请重写清单中从含“Find every instance of the shrub”的那一行到含“x=474 y=543”的那一行的全部内容（首尾两行都算在内），把其中的“street lamp”替换成“lamppost”，其余一字不改，可以吗？

··········

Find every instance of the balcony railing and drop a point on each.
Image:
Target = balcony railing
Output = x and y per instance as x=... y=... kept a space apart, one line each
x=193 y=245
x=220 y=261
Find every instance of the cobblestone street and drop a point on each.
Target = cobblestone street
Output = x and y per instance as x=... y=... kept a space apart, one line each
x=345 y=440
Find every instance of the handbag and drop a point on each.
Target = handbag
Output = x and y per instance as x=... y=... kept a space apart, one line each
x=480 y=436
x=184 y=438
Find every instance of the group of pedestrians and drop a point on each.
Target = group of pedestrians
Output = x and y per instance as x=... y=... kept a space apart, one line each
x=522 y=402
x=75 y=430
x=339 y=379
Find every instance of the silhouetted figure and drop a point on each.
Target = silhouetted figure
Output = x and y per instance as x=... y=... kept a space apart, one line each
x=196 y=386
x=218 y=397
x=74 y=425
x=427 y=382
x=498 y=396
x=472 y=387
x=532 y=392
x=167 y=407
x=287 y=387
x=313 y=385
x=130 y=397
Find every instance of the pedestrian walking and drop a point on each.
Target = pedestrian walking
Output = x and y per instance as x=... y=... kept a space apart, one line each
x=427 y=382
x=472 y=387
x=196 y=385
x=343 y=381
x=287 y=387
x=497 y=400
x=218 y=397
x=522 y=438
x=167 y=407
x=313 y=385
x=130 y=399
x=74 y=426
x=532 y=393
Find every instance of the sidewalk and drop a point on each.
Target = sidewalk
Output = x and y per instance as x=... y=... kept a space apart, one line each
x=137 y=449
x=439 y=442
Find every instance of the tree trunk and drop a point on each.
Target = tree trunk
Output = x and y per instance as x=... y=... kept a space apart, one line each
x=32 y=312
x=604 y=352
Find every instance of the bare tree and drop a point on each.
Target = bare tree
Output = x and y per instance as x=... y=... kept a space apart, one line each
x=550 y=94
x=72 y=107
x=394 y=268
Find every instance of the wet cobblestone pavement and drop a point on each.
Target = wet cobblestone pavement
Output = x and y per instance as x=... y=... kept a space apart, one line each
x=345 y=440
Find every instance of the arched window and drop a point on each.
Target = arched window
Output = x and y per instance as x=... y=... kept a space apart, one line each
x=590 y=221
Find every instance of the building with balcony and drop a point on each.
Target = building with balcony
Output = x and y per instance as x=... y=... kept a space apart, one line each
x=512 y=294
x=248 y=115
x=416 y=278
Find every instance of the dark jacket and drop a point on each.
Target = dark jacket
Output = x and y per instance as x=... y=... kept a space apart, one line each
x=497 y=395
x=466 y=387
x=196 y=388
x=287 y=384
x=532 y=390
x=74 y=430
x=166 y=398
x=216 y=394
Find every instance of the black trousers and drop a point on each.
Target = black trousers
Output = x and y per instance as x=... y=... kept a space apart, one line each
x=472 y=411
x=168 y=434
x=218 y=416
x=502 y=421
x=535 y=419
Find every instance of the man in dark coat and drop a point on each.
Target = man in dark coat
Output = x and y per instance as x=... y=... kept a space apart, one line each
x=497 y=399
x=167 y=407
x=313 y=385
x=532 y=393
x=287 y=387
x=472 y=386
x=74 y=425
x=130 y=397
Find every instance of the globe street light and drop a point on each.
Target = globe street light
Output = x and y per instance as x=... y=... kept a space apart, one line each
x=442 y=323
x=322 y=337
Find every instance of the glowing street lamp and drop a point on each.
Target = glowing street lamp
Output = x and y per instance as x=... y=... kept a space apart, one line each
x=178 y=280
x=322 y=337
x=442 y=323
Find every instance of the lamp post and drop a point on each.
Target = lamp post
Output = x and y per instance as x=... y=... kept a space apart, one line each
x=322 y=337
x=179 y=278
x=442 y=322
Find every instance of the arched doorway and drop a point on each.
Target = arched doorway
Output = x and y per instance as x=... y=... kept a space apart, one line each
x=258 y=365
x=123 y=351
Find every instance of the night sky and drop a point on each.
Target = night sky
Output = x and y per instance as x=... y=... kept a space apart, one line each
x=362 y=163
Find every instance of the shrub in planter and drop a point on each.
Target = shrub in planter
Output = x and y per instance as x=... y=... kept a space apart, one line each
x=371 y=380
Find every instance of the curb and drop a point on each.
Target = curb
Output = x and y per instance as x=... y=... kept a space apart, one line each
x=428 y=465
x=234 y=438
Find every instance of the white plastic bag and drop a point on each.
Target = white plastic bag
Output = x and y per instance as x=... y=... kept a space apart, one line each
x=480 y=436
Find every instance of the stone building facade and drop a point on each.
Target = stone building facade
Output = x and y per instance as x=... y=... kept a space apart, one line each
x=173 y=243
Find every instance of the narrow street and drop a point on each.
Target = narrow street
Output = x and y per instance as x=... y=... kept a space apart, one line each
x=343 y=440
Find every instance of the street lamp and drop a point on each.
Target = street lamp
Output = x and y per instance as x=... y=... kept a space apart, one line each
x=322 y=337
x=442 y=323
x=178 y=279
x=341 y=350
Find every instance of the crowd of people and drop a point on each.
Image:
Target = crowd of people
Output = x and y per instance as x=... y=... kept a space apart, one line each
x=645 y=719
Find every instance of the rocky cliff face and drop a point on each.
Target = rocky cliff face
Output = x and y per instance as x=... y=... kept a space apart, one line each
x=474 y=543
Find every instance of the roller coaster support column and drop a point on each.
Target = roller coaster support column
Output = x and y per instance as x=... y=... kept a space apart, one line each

··········

● **参考答案**
Find every instance of the shrub in planter and drop a point on each.
Target = shrub in planter
Output = x and y per instance as x=... y=... kept a space apart, one line each
x=371 y=380
Find every instance of the curb and drop a point on each.
Target = curb
Output = x and y per instance as x=... y=... kept a space apart, one line each
x=428 y=465
x=234 y=438
Find every instance of the white plastic bag and drop a point on each.
Target = white plastic bag
Output = x and y per instance as x=... y=... kept a space apart, one line each
x=480 y=436
Find every instance of the stone building facade and drop a point on each.
Target = stone building facade
Output = x and y per instance as x=... y=... kept a space apart, one line each
x=173 y=243
Find every instance of the narrow street and drop a point on each.
Target = narrow street
Output = x and y per instance as x=... y=... kept a space apart, one line each
x=343 y=440
Find every instance of the lamppost and drop a point on each.
Target = lamppost
Output = x and y per instance as x=... y=... kept a space apart, one line each
x=322 y=337
x=442 y=323
x=178 y=279
x=341 y=350
Find every instance of the crowd of people and drop a point on each.
Image:
Target = crowd of people
Output = x and y per instance as x=... y=... kept a space apart, one line each
x=645 y=719
Find every instance of the rocky cliff face and drop a point on each.
Target = rocky cliff face
Output = x and y per instance as x=... y=... kept a space apart, one line each
x=474 y=543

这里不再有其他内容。